### Problem to work on
Only the run of lines from the one containing "the grave monument." through the last line should be returned, exactly as written.

• • •

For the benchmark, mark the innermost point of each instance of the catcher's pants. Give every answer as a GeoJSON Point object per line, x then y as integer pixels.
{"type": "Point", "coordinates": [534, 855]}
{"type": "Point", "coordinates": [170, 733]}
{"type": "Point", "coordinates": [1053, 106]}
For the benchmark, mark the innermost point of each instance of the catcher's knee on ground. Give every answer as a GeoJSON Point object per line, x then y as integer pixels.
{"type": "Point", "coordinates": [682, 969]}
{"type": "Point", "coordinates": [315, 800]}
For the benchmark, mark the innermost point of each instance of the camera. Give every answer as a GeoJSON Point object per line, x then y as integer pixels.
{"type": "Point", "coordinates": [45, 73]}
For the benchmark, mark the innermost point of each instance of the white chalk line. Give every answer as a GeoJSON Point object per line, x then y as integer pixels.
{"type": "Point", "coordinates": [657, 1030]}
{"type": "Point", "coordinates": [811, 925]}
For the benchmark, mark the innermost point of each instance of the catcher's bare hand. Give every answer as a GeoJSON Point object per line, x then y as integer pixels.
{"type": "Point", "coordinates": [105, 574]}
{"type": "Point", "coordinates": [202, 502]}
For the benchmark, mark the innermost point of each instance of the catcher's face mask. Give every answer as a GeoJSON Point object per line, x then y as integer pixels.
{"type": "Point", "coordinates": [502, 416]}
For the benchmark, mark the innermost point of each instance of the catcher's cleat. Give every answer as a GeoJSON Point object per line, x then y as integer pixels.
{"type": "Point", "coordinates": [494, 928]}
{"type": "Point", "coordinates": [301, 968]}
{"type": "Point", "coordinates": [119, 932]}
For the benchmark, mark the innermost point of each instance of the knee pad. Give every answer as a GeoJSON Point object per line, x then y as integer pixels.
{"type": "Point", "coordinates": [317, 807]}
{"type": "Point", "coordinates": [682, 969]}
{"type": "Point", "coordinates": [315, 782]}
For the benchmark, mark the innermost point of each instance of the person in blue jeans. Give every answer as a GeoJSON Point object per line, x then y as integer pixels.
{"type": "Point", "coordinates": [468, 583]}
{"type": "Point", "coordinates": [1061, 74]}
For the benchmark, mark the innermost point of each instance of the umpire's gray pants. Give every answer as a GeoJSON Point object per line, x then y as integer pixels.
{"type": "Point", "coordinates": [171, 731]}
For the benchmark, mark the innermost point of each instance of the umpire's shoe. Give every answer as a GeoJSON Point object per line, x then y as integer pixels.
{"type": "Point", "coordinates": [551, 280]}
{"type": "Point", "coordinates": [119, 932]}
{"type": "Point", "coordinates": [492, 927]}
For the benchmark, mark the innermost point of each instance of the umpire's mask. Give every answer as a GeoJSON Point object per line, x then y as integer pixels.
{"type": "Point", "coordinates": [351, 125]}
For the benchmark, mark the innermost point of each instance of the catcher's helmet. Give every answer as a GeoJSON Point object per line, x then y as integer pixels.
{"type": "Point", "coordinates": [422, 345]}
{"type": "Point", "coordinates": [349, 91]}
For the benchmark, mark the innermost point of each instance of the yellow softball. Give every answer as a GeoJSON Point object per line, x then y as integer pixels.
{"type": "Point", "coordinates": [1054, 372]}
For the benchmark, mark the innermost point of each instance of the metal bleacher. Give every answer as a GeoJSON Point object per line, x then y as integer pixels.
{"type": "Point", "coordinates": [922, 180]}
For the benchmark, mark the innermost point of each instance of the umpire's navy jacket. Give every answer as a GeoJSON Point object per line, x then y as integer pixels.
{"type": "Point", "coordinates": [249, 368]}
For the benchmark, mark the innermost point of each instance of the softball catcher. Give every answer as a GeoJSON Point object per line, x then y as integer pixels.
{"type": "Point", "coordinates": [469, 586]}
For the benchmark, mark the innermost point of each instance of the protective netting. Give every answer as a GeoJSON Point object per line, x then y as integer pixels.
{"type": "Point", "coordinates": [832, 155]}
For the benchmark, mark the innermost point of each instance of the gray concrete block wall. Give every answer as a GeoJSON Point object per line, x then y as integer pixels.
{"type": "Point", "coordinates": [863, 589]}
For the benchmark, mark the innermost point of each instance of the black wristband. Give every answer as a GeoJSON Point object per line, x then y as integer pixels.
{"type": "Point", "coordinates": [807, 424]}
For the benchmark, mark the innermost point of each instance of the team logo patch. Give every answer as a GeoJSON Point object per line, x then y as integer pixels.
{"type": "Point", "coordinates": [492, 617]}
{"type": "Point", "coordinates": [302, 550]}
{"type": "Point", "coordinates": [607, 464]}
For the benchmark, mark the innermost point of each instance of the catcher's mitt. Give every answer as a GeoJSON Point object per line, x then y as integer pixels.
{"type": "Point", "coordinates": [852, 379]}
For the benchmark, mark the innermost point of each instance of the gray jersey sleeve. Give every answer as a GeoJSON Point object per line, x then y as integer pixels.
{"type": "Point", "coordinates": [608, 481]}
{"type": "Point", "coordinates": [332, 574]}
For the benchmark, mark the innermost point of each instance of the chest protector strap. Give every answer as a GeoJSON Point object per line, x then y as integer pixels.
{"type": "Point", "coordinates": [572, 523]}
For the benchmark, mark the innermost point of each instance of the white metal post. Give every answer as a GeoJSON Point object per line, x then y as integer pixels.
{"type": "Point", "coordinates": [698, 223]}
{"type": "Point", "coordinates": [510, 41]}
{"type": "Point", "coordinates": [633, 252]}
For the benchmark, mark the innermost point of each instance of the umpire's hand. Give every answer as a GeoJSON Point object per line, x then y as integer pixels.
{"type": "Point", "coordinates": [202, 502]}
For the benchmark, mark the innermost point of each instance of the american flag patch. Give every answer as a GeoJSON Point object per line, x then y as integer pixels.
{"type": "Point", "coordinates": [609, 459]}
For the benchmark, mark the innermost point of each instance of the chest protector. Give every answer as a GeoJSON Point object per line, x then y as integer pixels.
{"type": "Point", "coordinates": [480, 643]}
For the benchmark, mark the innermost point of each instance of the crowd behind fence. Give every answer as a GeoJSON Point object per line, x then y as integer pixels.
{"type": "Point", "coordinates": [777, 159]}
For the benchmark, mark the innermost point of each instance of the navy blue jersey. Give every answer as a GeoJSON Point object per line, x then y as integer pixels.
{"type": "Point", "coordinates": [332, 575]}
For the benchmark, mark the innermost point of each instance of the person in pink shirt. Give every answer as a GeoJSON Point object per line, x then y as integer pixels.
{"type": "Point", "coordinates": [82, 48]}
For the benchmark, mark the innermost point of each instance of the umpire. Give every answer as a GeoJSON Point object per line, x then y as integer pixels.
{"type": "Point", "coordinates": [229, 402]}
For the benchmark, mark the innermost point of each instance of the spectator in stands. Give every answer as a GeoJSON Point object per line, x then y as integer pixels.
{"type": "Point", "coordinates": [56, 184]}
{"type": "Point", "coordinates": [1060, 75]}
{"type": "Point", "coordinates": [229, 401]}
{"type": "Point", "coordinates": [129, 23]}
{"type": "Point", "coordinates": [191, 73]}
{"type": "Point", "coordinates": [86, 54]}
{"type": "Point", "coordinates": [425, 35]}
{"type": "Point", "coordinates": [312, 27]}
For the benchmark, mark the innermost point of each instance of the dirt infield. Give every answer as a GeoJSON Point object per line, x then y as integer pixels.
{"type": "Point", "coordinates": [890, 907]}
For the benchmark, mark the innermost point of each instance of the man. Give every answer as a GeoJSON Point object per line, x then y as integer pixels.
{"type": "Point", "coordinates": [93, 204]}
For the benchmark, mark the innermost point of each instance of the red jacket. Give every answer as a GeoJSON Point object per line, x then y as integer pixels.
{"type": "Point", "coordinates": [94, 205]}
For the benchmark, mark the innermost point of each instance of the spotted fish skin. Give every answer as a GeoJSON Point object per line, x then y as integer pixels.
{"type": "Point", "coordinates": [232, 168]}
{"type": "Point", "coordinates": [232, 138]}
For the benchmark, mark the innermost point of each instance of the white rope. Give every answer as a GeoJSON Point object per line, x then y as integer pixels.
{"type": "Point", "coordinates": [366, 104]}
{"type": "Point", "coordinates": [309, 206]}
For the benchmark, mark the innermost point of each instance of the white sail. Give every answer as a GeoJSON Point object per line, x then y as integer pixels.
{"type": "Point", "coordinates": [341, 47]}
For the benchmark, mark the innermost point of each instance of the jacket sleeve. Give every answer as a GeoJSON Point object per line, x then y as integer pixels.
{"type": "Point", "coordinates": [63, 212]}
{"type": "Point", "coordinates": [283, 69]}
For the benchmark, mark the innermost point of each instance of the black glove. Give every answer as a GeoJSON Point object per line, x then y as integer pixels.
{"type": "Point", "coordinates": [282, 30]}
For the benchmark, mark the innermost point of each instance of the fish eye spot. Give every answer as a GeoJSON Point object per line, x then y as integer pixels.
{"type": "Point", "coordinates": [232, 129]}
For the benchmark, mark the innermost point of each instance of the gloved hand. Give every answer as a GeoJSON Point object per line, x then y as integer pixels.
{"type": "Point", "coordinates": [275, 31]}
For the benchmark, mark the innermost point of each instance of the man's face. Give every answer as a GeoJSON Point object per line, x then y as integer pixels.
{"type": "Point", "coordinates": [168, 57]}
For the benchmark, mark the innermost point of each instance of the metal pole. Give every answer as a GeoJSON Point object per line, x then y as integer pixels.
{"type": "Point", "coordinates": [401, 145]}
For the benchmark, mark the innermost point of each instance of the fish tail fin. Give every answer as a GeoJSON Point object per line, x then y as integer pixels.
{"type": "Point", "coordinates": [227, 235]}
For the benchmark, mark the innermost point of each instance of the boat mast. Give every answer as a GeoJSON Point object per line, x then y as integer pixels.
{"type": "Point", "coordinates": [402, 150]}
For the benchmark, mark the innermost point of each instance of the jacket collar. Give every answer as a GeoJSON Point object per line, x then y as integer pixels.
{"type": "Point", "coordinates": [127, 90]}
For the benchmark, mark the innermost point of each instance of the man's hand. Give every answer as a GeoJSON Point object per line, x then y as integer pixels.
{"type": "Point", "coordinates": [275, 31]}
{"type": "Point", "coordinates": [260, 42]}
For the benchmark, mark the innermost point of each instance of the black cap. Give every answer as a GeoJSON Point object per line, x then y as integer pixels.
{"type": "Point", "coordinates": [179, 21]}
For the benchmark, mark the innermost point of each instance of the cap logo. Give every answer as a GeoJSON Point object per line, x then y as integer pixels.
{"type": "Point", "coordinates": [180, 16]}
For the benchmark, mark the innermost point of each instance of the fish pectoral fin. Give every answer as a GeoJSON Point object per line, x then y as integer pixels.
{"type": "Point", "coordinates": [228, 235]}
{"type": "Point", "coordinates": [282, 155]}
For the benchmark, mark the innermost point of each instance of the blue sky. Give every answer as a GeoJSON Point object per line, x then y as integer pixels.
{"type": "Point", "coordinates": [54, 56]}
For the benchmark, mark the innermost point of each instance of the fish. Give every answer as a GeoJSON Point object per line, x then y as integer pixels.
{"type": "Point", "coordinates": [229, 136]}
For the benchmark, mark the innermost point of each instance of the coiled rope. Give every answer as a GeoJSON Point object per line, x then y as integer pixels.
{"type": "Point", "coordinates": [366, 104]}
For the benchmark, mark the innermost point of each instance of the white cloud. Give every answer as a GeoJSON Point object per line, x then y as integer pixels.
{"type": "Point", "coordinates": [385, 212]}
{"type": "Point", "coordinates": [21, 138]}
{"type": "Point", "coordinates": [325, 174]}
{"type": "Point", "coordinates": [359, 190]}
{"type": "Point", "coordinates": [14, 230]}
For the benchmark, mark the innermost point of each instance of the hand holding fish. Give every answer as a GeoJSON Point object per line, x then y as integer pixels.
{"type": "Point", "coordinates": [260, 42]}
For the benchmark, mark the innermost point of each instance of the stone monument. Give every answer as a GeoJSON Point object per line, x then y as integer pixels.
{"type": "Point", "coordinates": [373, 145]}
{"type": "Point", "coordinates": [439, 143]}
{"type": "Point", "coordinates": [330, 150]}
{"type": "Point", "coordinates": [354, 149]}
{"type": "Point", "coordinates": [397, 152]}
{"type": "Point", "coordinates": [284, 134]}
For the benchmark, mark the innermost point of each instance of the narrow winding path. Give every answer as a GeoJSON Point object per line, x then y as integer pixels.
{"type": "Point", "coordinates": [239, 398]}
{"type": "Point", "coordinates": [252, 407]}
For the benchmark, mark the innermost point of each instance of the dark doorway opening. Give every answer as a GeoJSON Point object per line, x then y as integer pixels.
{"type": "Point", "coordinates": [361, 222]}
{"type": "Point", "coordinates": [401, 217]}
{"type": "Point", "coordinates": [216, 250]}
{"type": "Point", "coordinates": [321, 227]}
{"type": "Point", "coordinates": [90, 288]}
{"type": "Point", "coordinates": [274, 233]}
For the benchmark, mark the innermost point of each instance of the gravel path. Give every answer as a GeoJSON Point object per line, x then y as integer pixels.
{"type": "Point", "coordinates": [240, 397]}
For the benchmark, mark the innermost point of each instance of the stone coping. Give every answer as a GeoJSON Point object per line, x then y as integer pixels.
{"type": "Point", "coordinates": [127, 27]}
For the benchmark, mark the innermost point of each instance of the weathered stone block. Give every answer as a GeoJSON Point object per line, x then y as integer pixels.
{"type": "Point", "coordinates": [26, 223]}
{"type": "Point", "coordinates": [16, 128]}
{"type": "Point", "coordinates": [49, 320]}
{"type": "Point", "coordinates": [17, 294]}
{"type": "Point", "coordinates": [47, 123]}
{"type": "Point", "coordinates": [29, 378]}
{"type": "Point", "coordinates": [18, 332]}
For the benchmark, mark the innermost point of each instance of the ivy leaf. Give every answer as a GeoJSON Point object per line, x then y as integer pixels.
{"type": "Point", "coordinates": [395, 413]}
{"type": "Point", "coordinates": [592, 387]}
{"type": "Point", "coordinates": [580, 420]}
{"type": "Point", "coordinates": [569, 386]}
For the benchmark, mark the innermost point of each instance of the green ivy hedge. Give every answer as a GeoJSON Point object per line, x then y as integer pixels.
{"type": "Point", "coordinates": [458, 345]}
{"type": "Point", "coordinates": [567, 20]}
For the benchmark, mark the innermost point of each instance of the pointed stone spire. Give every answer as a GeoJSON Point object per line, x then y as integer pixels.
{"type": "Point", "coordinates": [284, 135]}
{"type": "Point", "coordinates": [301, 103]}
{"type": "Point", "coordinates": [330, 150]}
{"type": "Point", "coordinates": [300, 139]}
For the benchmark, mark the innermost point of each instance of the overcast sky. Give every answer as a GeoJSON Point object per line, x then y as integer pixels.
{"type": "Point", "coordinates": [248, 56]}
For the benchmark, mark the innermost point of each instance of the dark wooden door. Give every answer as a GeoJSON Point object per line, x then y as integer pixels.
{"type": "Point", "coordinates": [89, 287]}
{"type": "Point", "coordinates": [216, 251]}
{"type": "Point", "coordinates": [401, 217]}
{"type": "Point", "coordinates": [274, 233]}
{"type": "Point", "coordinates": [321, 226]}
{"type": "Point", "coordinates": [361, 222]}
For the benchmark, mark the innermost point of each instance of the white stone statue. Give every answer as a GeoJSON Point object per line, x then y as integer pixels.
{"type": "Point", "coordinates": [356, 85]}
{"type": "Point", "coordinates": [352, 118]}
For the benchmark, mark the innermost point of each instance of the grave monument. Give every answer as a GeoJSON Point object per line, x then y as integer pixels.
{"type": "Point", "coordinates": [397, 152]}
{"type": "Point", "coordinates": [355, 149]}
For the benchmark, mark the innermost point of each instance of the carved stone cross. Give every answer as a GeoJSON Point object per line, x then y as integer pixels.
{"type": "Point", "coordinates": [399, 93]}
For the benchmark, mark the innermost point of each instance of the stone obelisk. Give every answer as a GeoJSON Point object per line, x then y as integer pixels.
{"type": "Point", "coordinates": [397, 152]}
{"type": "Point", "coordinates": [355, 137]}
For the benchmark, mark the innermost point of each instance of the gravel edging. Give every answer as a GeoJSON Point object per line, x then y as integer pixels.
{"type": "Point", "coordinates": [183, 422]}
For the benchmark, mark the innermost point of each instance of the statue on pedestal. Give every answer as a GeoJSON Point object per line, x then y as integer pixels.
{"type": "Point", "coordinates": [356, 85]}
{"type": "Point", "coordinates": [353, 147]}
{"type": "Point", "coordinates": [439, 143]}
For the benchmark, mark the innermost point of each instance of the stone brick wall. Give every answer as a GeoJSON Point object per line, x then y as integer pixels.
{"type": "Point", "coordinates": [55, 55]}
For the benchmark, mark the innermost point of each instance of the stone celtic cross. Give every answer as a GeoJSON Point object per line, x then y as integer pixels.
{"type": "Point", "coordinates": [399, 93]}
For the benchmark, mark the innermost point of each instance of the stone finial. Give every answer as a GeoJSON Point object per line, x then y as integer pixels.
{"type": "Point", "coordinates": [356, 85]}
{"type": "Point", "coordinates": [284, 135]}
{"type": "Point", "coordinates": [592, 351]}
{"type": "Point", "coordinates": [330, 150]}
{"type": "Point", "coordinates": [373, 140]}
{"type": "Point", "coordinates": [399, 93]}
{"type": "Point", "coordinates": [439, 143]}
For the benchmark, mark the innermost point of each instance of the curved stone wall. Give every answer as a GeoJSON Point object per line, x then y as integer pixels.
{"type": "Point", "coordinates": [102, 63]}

• • •

### Exercise output
For the benchmark, mark the innermost point of each instance of the grave monument. Give every answer as a GeoJSON Point object per line, x then y as integer pixels.
{"type": "Point", "coordinates": [397, 152]}
{"type": "Point", "coordinates": [355, 149]}
For the benchmark, mark the innermost point of each instance of the carved stone cross. Give every answer as a GeoJSON Point object per line, x then y as integer pixels.
{"type": "Point", "coordinates": [399, 93]}
For the benchmark, mark the innermost point of each instance of the stone obelisk. Give every answer as a GeoJSON Point object per line, x then y as integer pixels.
{"type": "Point", "coordinates": [397, 152]}
{"type": "Point", "coordinates": [355, 137]}
For the benchmark, mark the innermost point of each instance of the gravel edging. Give every answer as a GeoJSON Point object per line, x then y as integer pixels.
{"type": "Point", "coordinates": [183, 422]}
For the benchmark, mark the innermost point of each instance of the statue on pedestal. Give every answer as a GeoJSON Point object per line, x then y as integer pixels.
{"type": "Point", "coordinates": [356, 85]}
{"type": "Point", "coordinates": [353, 147]}
{"type": "Point", "coordinates": [439, 143]}
For the benchmark, mark the innermost point of each instance of the stone brick wall. Give every answer as a GeoJSON Point object per line, x then y as integer pixels.
{"type": "Point", "coordinates": [55, 55]}
For the benchmark, mark the innermost point of each instance of the stone celtic cross. Give every answer as a GeoJSON Point object per line, x then y as integer pixels.
{"type": "Point", "coordinates": [399, 93]}
For the benchmark, mark the innermost point of each instance of the stone finial. Give every answer as a GeoJSON Point object per line, x then y as integer pixels.
{"type": "Point", "coordinates": [356, 85]}
{"type": "Point", "coordinates": [284, 135]}
{"type": "Point", "coordinates": [592, 351]}
{"type": "Point", "coordinates": [330, 150]}
{"type": "Point", "coordinates": [373, 140]}
{"type": "Point", "coordinates": [399, 93]}
{"type": "Point", "coordinates": [439, 143]}
For the benchmark, mark the innermost point of each instance of the curved stone wall. Give every answer as a GeoJSON Point object per line, x then y as integer pixels.
{"type": "Point", "coordinates": [102, 63]}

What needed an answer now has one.